The task: Output every line of the records below as a numbered list, skipping any blank lines.

----- Given entries -----

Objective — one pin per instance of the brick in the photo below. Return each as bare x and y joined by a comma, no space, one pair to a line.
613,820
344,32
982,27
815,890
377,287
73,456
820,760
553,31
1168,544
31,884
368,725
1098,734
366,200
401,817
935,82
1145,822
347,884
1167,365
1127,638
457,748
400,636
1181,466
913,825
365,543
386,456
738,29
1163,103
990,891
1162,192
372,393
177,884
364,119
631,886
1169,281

-----

The output:
1. Objective — one pin per instance of the brick in the photo below. Return each as bare x and y joined by a comma, no space, one pair to a line.
2. 613,820
3. 344,32
4. 982,27
5. 815,890
6. 377,287
7. 73,456
8. 820,760
9. 553,31
10. 1168,544
11. 31,884
12. 368,725
13. 1098,734
14. 366,200
15. 401,817
16. 935,82
17. 1145,822
18. 347,884
19. 1167,365
20. 1127,638
21. 457,748
22. 400,636
23. 1181,466
24. 913,825
25. 365,543
26. 386,456
27. 738,29
28. 1163,103
29. 990,891
30. 1162,192
31. 372,393
32. 177,884
33. 364,119
34. 631,886
35. 1169,281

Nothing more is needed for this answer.